Continue the account of a day in Florence, picking up after its last sentence.

Selected extract:
• • • • • • •

There is a natural break when you transfer from the east wing to the west wing through a corridor with windows looking out to the Ponte Vecchio crossing the Arno to the south
Ponte Vecchio viewed from windows of the Uffizi Gallery, Florence,
(the gallery directly under the red tiled roof allowed the Medici to go from the Uffizi to the Pitti Palace across the Arno without going outside), 

photo by Blomme-McClure
and on the opposite side down between the wings of the Uffizi to the copy of David in the Piazza della Signoria.
Palazzo Vecchio with dome of Duomo beyond from Uffizi Gallery, Florence,
photo by Blomme-McClure
We took advantage of this natural break to stop for lunch at the museum’s terrace cafĂ© on the roof of the Loggia di Lanzi with the tower of the Palazzo Vecchio rising to our right and the dome and campanile of the Duomo straight ahead.

After lunch we resumed with the galleries containing the Michelangelo “tondo” of the Holy Family and other great art.  
'Holy Family' by Michelangelo, Uffizi Gallery, Florence, photo from Uffizi.org

This wing seems disappointing after the extremely high standard set by the east wing galleries, but certainly not by world art standards.

Leaving the Uffizi dazed and confused by art overload, we walked out to the Piazza della Signoria for a gelato break.
Equestrian statue of Grand Duke Cosimo I di Medici by Giambologna in
Piazza della Signoria, Florence, photo by Blomme-McClure
Then it was on to the Duomo.  The nave of the Duomo is extremely plain and very big – just four huge gothic bays. The two transcepts are the same size and shape as the chancel creating a symmetrical cluster around the crossing.  It was begun in 1296 by Arnolfo di Cambio and completed by Filippo Brunelleschi's dome in 1436 -- one of the largest domes in the world.
Nave of the Duomo (looking east from West Doors), Florence, photo by Blomme-McClure
The Vasari frescoes of the 'Last Judgement' on the dome above the crossing are extraordinary.  It was in this 'Last Judgement' that we discovered that the figures descending to hell were much more interesting than those ascending to heaven – greater sense of movement, more nudity (especially male) and engaging in more imaginative (sinful) activities.

• • • • • • •

Material supplied:
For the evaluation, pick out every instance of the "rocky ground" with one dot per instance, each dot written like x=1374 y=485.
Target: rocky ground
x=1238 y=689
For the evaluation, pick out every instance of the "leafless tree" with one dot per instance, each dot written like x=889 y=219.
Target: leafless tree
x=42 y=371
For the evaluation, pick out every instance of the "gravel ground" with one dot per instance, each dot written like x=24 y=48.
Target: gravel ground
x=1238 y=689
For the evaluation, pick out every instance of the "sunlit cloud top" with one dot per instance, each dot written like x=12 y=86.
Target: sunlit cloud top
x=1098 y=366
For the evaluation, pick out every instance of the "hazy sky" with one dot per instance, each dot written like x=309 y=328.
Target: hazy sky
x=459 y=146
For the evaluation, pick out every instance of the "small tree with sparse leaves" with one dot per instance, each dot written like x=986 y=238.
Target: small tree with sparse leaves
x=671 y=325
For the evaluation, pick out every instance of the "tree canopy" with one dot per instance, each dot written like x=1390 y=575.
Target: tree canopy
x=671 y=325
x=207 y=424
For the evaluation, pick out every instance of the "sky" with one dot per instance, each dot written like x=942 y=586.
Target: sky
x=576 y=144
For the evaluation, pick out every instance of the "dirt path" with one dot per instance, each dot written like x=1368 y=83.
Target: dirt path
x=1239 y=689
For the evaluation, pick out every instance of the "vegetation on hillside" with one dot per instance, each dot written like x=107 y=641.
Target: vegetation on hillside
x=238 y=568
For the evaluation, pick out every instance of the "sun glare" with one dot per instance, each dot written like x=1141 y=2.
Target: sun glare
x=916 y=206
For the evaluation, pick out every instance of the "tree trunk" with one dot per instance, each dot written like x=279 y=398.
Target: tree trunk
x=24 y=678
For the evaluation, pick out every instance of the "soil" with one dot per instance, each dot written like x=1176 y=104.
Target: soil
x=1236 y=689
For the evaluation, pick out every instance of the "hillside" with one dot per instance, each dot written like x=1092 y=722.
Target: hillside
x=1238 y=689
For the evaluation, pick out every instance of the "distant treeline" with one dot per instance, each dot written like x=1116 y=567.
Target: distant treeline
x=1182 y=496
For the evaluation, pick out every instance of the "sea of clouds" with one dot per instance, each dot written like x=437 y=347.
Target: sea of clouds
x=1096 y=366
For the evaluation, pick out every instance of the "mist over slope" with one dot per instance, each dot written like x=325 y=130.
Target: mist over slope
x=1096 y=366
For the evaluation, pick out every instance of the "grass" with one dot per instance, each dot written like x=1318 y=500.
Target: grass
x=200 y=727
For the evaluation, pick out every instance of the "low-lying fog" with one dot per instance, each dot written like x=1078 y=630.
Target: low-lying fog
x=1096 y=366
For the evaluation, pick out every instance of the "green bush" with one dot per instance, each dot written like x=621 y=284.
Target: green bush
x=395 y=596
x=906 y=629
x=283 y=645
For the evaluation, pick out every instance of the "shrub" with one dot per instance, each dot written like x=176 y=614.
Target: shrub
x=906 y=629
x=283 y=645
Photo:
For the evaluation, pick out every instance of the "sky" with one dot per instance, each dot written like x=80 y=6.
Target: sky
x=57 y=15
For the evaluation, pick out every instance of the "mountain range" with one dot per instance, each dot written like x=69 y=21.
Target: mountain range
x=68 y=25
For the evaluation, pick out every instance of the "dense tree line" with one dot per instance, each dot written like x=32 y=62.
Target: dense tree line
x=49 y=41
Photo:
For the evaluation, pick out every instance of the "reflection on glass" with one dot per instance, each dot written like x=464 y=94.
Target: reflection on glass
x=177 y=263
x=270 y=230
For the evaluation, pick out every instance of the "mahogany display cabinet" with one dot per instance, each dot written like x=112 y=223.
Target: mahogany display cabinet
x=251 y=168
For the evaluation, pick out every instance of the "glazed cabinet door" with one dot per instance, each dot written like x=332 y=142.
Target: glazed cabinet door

• • • • • • •

Output of the task:
'Last Judgement' frescoes begun by Giorgio Vasari in 1568 on dome of Duomo, Florence,
photo by Blomme-McClure
We could only imagine how these images would affect the people of the Middle Ages struggling with their own sins!

'Resurrection' by Luca della Robbia above north door of Sacristy, Duomo, Florence,
photo by Blomme-McClure
North Transcept of the Duomo, Florence, photo by Blomme-McClure
Our hotel was just a short walk from the Duomo, so we went back for a nap.  
Basilica of the Most Holy Annunciation on the northeast side of the Piazza della Santa Annuziata,
our hotel was on the nothwest side of the piazza, photo by Blomme-McClure
The entrance to our hotelLoggiato dei Serviti
Carl decided to go back and climb the campanile – from which he got some wonderful panoramic views of the city and the surrounding hills as well as fantastic close-ups of the dome, the Signoria and San Minianato al Monte.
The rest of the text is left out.